BRIEF 1.
Answer these from the Mongolian Research Lab staff page:
(a) In which year did Alevtina Solovyeva obtain her PhD in Folkloristics?
(b) At which university did Mari Valdur defend her PhD thesis?
(c) Which university awarded Yanjinlkham Dashtseren her Bachelor's degree in computer sciences?
BRIEF 2.
Write out the stretch of the Mongolian Research Lab staff page from "She obtained her" through "starting from 2006." word for word.

SOURCE DOCUMENT.

= = =

Autor:
Mari Valdur

People at the Mongolian Research Lab

MONGOLIAN RESEARCH LAB

 

Image
Alevtina Solovyeva

Dr Alevtina Solovyeva

Head of the Centre for Oriental Studies, Director of the Mongolian Research Laboratory

alevtina.solovyeva@ut.ee

Alevtina Solovyeva specialises in comparative Asian studies, Chinese and Mongolian studies, folkloristics, historical and social anthropology, social sciences.

She obtained her first PhD degree in Asian studies (2016), and the second in Folkloristics (2021). She undertook her postdoctoral research at the Faculty of Social Anthropology, University of Cambridge (2022).

She has been conducting her fieldwork research within various projects in Mongolia, China and other regions of Inner, Central and East Asia annually starting from 2006.

Her current topics of research look at the transnational relations of peoples in Central and East Asia, Mongolian peoples’ communities, beliefs and practices, processes and movements in Mongolia, China and Russia, rural and urban cultures, infowars, propagandas and social imagination.

 

Image
Mari Valdur

Dr Mari Valdur

Research Fellow (part-time)

mari.valdur@ut.ee

Mari is a social anthropologist who defended her PhD thesis Life and Abortion: The Post-Biopolitics of Reproductive Health in Ulaanbaatar, Mongolia at the University of Helsinki in 2020. After her doctoral studies she took up a short visiting scholarship at the University of Cambridge; a visiting lectureship at Tallinn University; and a one-year postdoctoral project Gender Affects: Categories, Capitalism, and Ethnography in Mongolia funded by the Estonian Research Council at Tallinn University and the University of Tartu.

Research interests: gender, capitalism, health, kinship, class, Mongolia, Estonia

 

Image
Yanjinlkham Dashtseren

Ms Yanjinlkham (Yanji) Dashtseren

Assistant

Yanjinlkham Dashtseren is a MA student of Folkloristics and Applied Heritage at the Department of Estonian and Comparative Folklore at the University of Tartu. She is interested in the Buriad, a minority ethnic group in Mongolia. Being Buriad herself, her Master's thesis is likely to address the topic of post-memory of forced migration of the Buriad that took place in the early 20th century. She has a Bachelor's degree in computer sciences from the National University of Mongolia (2008), and extensive work experience as an IT coordinator and general manager at international companies.

 

Image
Tuya Shagdar

Tuya Shagdar

Visiting Scholar (Mar 2024-...; remote work)

Tuya Shagdar is an anthropologist working in Mongolia. Her research focuses on the emergent political forms, legacies of state socialism, and Mongolian Buddhism. She recently defended her PhD in Social Anthropology at the University of Cambridge with a dissertation focusing on postsocialist transformations through the method of studying up. Tuya also holds a degree in comparative literature which enabled her to teach courses in literary theory and film studies at the National University of Mongolia. She speaks Mongolian, Russian, and English in addition to basic knowledge of Japanese and French.

= = =

[Rows from a dataset for labeling boxes]
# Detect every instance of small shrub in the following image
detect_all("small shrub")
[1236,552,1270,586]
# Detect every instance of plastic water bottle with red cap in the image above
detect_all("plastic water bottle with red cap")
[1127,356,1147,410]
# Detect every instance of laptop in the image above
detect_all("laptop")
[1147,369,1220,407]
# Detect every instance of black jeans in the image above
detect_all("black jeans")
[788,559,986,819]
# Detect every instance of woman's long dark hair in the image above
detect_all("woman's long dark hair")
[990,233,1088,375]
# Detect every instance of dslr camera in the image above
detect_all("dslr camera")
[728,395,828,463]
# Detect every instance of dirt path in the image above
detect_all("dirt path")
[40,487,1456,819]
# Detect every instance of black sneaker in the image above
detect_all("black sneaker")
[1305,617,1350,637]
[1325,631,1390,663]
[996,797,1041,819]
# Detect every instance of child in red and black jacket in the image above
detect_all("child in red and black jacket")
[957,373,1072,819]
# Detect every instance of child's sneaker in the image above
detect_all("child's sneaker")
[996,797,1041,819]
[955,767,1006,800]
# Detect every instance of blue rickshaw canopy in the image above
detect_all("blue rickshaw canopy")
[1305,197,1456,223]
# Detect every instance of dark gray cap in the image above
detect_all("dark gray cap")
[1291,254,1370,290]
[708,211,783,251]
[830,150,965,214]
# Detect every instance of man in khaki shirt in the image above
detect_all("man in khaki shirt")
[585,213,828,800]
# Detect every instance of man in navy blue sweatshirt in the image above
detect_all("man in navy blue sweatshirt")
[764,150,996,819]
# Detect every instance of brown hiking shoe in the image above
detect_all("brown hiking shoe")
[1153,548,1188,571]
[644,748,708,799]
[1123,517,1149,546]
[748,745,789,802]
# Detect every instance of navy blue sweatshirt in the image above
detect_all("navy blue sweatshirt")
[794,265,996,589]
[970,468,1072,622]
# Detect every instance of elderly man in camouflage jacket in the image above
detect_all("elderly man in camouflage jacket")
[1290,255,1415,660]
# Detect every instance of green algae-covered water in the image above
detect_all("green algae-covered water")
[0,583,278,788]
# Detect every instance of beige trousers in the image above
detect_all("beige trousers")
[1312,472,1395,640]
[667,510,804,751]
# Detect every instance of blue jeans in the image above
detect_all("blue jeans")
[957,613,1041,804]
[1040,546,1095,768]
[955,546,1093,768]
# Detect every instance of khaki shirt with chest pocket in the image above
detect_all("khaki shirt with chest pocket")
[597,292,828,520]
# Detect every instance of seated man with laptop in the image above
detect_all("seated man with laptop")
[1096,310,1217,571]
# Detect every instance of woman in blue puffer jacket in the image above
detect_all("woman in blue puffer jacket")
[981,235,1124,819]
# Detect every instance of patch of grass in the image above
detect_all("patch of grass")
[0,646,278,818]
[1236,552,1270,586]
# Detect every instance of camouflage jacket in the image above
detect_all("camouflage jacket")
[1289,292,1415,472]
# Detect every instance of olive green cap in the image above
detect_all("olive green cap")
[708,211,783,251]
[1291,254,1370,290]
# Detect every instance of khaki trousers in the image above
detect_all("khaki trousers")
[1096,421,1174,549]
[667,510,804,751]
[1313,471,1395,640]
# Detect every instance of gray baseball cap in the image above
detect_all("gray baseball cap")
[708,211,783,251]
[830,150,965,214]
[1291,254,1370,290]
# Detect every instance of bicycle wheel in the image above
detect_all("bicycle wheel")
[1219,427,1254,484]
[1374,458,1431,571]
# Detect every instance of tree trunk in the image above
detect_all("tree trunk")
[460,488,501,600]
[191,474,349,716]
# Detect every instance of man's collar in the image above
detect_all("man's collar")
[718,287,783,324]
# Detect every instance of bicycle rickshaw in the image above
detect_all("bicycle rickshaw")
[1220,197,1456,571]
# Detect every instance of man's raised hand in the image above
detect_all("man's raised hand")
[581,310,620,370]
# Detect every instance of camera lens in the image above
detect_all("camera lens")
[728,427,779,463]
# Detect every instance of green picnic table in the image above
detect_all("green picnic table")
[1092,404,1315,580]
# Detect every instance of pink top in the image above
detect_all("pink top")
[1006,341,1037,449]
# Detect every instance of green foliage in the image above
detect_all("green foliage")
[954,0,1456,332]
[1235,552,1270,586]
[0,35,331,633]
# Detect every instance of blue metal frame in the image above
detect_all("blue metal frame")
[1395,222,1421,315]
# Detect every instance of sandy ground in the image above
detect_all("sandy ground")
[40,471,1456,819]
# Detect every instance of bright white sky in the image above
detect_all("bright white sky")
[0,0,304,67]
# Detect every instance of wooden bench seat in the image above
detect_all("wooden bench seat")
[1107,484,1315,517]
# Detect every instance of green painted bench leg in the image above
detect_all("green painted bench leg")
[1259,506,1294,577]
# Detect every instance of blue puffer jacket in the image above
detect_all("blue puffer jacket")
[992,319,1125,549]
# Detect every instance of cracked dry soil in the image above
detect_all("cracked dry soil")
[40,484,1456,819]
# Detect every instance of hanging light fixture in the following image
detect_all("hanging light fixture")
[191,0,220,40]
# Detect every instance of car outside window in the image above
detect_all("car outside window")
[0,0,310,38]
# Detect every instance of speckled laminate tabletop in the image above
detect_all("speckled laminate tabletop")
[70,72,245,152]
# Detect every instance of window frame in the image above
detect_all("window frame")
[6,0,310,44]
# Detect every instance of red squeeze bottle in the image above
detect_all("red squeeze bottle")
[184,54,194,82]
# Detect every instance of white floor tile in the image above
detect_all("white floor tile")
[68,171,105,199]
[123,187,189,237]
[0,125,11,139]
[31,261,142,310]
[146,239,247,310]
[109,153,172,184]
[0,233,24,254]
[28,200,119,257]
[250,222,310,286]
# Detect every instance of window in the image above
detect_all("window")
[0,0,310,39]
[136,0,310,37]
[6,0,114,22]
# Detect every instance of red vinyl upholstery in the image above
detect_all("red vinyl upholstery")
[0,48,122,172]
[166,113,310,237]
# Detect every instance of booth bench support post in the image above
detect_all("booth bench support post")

= = =

FULL RESPONSE 1.
(a) 2021
(b) The University of Helsinki
(c) The National University of Mongolia

FULL RESPONSE 2.
She obtained her first PhD degree in Asian studies (2016), and the second in Folkloristics (2021). She undertook her postdoctoral research at the Faculty of Social Anthropology, University of Cambridge (2022).

She has been conducting her fieldwork research within various projects in Mongolia, China and other regions of Inner, Central and East Asia annually starting from 2006.